(Pointing records for named objects)
::::::::::

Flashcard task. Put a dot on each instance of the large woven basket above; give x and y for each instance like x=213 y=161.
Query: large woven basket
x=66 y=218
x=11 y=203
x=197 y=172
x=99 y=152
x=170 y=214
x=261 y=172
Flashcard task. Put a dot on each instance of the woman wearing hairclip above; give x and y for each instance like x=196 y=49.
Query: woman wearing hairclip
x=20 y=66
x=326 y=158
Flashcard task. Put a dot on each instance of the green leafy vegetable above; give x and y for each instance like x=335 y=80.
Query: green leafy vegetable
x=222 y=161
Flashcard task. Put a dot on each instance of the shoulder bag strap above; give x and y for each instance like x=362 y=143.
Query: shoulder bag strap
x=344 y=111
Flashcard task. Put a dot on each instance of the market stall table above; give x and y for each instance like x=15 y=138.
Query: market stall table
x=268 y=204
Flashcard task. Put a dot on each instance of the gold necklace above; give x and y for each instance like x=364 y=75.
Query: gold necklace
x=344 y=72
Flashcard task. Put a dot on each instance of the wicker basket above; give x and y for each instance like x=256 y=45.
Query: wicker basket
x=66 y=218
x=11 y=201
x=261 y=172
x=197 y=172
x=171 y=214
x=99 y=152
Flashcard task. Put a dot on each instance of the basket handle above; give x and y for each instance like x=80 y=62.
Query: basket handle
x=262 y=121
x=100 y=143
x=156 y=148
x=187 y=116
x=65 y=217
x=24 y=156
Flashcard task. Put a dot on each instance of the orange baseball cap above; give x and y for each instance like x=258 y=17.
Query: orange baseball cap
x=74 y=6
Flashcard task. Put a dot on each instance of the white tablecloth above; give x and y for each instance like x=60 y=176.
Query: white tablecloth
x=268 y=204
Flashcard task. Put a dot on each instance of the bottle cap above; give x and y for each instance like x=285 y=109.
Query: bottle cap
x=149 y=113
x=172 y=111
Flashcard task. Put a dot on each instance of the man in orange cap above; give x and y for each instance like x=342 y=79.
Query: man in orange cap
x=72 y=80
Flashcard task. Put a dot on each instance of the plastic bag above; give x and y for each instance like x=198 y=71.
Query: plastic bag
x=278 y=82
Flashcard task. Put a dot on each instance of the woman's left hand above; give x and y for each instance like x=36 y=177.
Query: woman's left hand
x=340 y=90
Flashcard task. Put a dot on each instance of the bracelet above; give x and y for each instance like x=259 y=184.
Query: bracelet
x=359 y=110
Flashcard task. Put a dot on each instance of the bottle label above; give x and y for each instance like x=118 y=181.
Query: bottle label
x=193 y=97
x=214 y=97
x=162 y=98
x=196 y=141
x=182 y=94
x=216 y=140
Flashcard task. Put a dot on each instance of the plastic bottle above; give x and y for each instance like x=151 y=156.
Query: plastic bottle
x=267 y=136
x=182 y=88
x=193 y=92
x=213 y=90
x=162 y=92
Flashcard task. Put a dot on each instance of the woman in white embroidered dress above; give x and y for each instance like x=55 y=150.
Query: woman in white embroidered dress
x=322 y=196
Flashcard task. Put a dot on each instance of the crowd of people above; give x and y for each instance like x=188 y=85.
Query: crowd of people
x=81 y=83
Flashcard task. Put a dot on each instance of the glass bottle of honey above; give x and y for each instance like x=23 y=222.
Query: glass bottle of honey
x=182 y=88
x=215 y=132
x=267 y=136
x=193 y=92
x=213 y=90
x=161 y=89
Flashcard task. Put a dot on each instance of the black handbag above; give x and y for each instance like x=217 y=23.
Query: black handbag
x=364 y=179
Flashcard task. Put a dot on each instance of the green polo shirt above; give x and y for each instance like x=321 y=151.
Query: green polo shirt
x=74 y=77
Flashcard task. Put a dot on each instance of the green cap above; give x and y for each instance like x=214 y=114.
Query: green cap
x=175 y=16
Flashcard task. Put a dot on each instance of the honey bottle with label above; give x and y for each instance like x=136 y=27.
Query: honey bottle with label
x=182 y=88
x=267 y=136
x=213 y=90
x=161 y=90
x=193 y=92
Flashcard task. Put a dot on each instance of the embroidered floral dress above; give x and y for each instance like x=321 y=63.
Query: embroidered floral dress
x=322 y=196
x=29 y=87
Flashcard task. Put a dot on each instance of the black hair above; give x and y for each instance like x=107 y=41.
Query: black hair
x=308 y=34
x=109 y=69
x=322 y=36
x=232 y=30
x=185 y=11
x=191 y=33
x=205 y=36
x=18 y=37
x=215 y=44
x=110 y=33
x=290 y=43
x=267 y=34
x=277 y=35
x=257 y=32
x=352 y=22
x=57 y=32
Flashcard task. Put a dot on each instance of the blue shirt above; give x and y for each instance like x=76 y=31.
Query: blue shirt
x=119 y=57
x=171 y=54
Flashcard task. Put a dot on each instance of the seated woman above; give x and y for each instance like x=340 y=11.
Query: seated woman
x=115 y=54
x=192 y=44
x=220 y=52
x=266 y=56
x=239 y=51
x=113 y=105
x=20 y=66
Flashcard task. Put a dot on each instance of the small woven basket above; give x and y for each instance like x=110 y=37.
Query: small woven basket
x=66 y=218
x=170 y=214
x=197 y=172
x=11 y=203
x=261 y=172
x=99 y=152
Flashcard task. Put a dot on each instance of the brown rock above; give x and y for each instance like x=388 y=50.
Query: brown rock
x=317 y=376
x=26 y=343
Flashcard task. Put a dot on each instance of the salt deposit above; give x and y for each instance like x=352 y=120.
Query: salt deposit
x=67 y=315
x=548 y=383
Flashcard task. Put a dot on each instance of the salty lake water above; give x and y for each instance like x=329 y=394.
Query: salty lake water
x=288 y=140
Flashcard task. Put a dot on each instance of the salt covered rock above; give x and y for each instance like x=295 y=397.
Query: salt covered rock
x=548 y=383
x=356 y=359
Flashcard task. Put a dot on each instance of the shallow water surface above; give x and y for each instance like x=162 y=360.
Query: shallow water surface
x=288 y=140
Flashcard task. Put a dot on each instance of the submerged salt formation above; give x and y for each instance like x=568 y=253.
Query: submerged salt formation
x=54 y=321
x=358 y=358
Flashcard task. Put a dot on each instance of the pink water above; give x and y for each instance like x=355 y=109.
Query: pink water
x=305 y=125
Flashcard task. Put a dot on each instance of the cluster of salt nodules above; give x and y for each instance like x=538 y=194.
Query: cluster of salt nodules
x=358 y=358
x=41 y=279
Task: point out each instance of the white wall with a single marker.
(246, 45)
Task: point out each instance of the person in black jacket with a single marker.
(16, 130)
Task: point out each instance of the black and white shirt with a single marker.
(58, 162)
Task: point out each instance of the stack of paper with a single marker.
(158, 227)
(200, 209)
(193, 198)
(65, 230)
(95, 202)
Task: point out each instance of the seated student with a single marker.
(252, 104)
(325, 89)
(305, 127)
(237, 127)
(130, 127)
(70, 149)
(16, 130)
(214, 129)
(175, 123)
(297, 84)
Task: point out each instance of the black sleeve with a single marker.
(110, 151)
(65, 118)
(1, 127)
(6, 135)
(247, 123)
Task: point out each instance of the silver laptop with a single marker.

::::::::::

_What is needed_
Reproduce the whole listing above word for word, from its first line through its last.

_Full output_
Flashcard task. Put a dot on each instance of the large woven basket above; give x and y for each instance like x=213 y=161.
Query: large woven basket
x=66 y=218
x=11 y=203
x=197 y=172
x=99 y=152
x=170 y=214
x=261 y=172
Flashcard task. Put a dot on each instance of the woman wearing hairclip above; give x and y for each instance like x=196 y=49.
Query: woman wearing hairclip
x=20 y=66
x=326 y=158
Flashcard task. Put a dot on each instance of the green leafy vegetable above; give x and y for each instance like x=335 y=80.
Query: green leafy vegetable
x=222 y=161
Flashcard task. Put a dot on each instance of the shoulder bag strap above; give x and y for each instance like x=362 y=143.
Query: shoulder bag strap
x=344 y=111
Flashcard task. Put a dot on each instance of the market stall table above; give x and y for each instance like x=15 y=138.
Query: market stall table
x=268 y=204
Flashcard task. Put a dot on each instance of the gold necklace above; give x and y for each instance like x=364 y=75.
Query: gold necklace
x=344 y=72
Flashcard task. Put a dot on each instance of the wicker basket above; give x and y for each instance like x=256 y=45.
Query: wicker basket
x=66 y=218
x=11 y=201
x=261 y=172
x=197 y=172
x=171 y=214
x=99 y=152
Flashcard task. Put a dot on each instance of the basket handle above; give x and y for each instance like x=80 y=62.
Query: basket handle
x=262 y=121
x=100 y=143
x=156 y=148
x=187 y=116
x=65 y=217
x=24 y=156
Flashcard task. Put a dot on each instance of the orange baseball cap above; give x and y for each instance like x=258 y=17.
Query: orange baseball cap
x=74 y=6
Flashcard task. Put a dot on each instance of the white tablecloth above; give x and y for each instance like x=60 y=176.
Query: white tablecloth
x=268 y=204
Flashcard task. Put a dot on each instance of the bottle cap above; give x and y for each instance like x=285 y=109.
Query: bottle cap
x=149 y=113
x=172 y=111
Flashcard task. Put a dot on each instance of the man in orange cap above; give x and y for each instance like x=342 y=79.
Query: man in orange cap
x=72 y=80
Flashcard task. Put a dot on each instance of the plastic bag above; give x and y for each instance like x=198 y=71.
Query: plastic bag
x=278 y=82
Flashcard task. Put a dot on each instance of the woman's left hand above; give x and y for each instance like x=36 y=177.
Query: woman's left hand
x=340 y=90
Flashcard task. Put a dot on each instance of the bracelet above; give x and y for each instance like x=259 y=184.
Query: bracelet
x=359 y=110
Flashcard task. Put a dot on each instance of the bottle label above; give x and y for each instance like x=118 y=181.
Query: bottle label
x=193 y=97
x=214 y=97
x=162 y=98
x=196 y=141
x=182 y=94
x=216 y=140
Flashcard task. Put a dot on each instance of the plastic bottle above; give x and y for each instance like x=151 y=156.
Query: plastic bottle
x=267 y=136
x=182 y=88
x=193 y=92
x=213 y=90
x=162 y=92
Flashcard task. Put a dot on each instance of the woman in white embroidered dress above; give x and y for each instance like x=55 y=150.
Query: woman in white embroidered dress
x=322 y=196
Flashcard task. Put a dot on each instance of the crowd of people above; give x and y for each instance like x=188 y=85.
Query: crowd of people
x=81 y=83
Flashcard task. Put a dot on each instance of the glass bottle of honey above; give x and y for each instance like x=23 y=222.
Query: glass bottle of honey
x=182 y=88
x=215 y=132
x=267 y=136
x=193 y=92
x=213 y=90
x=161 y=89
Flashcard task. Put a dot on each instance of the black handbag above; give x and y for each instance like x=217 y=23.
Query: black handbag
x=364 y=179
Flashcard task. Put a dot on each instance of the green polo shirt above; give x and y for each instance like x=321 y=151.
Query: green polo shirt
x=74 y=77
Flashcard task. Put a dot on each instance of the green cap above; give x and y for each instance like x=214 y=114.
Query: green cap
x=175 y=16
Flashcard task. Put a dot on each instance of the honey bottle with label above; give x and y for each instance like x=136 y=27.
Query: honey bottle with label
x=182 y=88
x=267 y=136
x=213 y=90
x=161 y=90
x=193 y=92
Flashcard task. Put a dot on each instance of the embroidered floral dress above; give x and y for each instance like x=321 y=63.
Query: embroidered floral dress
x=322 y=196
x=29 y=87
Flashcard task. Put a dot on each instance of the black hair above; give x and y for each instance like x=107 y=41.
Query: black hair
x=308 y=34
x=109 y=69
x=322 y=36
x=232 y=30
x=185 y=11
x=191 y=33
x=205 y=36
x=18 y=37
x=215 y=44
x=110 y=33
x=290 y=43
x=267 y=34
x=277 y=35
x=257 y=32
x=352 y=22
x=57 y=32
Flashcard task. Put a dot on each instance of the blue shirt above; give x and y for each instance like x=76 y=31.
Query: blue shirt
x=119 y=57
x=171 y=54
Flashcard task. Put a dot on each instance of the seated woman above; give x and y for each instance like x=340 y=11.
Query: seated woman
x=115 y=54
x=192 y=44
x=220 y=52
x=266 y=56
x=239 y=51
x=113 y=105
x=20 y=66
Flashcard task. Put a dot on each instance of the small woven basket above; give x and y for each instance like x=110 y=37.
Query: small woven basket
x=66 y=218
x=170 y=214
x=197 y=172
x=11 y=203
x=261 y=172
x=99 y=152
Flashcard task. Put a dot on each instance of the brown rock above; give x and y for each instance like x=388 y=50.
Query: brown rock
x=317 y=376
x=26 y=343
Flashcard task. Put a dot on each instance of the salt deposit above; give x and y for each instance like x=352 y=120.
Query: salt deposit
x=67 y=315
x=548 y=383
Flashcard task. Put a dot on each instance of the salty lake water above; give x and y for each instance like x=329 y=394.
Query: salty lake water
x=288 y=140
Flashcard task. Put a dot on each instance of the salt covered rock above; give x and y for each instance like x=295 y=397.
Query: salt covered rock
x=548 y=383
x=356 y=359
Flashcard task. Put a dot on each instance of the shallow water surface above; give x and y for each instance like x=162 y=360.
Query: shallow water surface
x=288 y=140
Flashcard task. Put a dot on each instance of the submerged salt formation above; give x and y for each instance like x=568 y=253.
Query: submerged salt formation
x=54 y=321
x=358 y=358
Flashcard task. Put a dot on each instance of the pink water above; give x and y for each instance like x=355 y=109.
Query: pink water
x=305 y=125
Flashcard task. Put a dot on each instance of the cluster of salt nodules above; give x and y for each instance like x=538 y=194.
Query: cluster of salt nodules
x=358 y=358
x=41 y=279
Task: point out each instance of the white wall with a single marker.
(246, 45)
Task: point out each instance of the person in black jacket with a single marker.
(16, 130)
Task: point out each instance of the black and white shirt with a single marker.
(58, 162)
Task: point out each instance of the stack of paper with a single marker.
(158, 227)
(200, 209)
(193, 198)
(65, 230)
(95, 202)
Task: point out each instance of the seated student with a single marker.
(252, 104)
(325, 89)
(305, 127)
(237, 127)
(130, 127)
(70, 149)
(16, 130)
(214, 129)
(175, 123)
(297, 84)
Task: point out each instance of the black sleeve with a single marker.
(110, 151)
(65, 118)
(1, 127)
(6, 135)
(247, 123)
Task: point out each instance of the silver laptop with a single marker.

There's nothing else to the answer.